[Object location annotation data]
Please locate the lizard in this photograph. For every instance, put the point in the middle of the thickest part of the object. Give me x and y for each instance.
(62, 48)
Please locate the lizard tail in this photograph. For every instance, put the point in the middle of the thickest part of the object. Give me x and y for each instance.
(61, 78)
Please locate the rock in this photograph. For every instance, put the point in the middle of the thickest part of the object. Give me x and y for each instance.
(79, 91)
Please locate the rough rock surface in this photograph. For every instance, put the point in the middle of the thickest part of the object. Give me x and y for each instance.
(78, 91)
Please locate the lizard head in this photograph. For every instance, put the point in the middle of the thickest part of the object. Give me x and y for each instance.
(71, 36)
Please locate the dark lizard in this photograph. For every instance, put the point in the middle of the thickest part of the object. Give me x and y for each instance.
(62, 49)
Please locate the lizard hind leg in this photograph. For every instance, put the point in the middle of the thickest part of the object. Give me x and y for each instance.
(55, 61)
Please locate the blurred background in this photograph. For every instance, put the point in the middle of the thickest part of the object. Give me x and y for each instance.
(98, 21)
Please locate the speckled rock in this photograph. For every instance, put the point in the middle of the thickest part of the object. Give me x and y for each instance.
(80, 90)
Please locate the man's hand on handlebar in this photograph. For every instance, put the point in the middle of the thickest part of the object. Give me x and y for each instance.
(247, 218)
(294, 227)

==

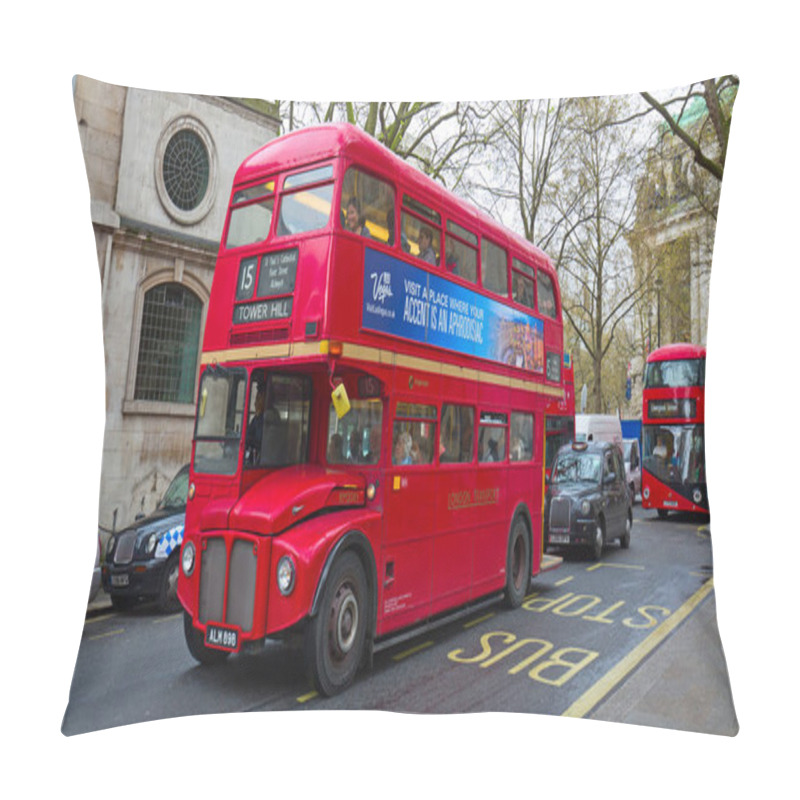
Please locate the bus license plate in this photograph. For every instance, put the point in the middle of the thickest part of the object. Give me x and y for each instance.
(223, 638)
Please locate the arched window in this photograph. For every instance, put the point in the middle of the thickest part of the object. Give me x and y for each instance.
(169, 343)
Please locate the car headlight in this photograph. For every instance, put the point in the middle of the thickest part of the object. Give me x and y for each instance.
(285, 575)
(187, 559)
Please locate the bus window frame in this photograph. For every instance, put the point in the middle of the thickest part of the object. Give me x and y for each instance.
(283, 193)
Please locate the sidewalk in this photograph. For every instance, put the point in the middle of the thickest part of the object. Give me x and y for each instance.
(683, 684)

--

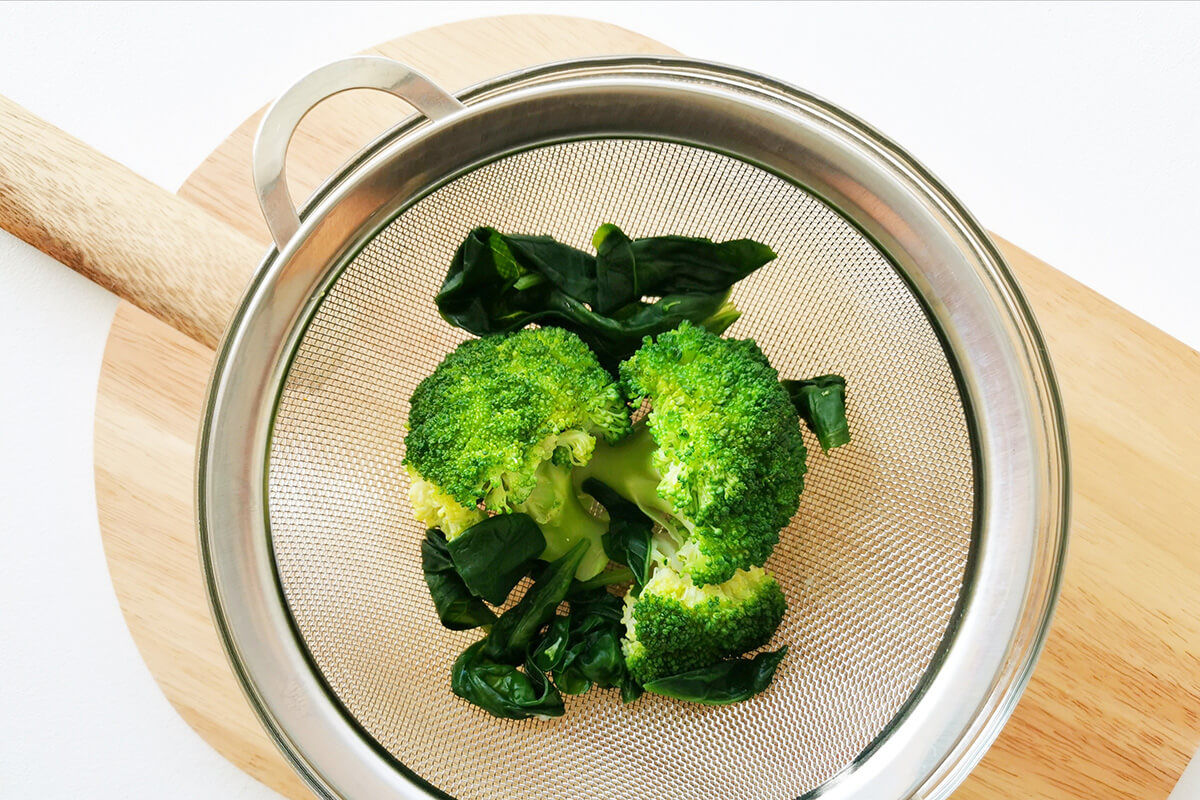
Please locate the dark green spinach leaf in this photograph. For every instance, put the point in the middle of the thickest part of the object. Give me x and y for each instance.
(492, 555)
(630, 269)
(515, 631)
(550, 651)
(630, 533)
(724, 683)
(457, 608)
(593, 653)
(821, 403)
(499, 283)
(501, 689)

YOUR GOAL.
From the listing above, pull out every line that contains the word "dark", with case counting, and copy those lines.

COMPLETED EXERCISE.
Please locate the dark lizard in this photograph. For every instance, put the point in the middle of the thickest part of the object. Give me x and y for each instance.
Please locate the dark green spinach leaf in this photograph. For every instance, put the point in the middle of the thickest part of the object. Give me x and y for each instance.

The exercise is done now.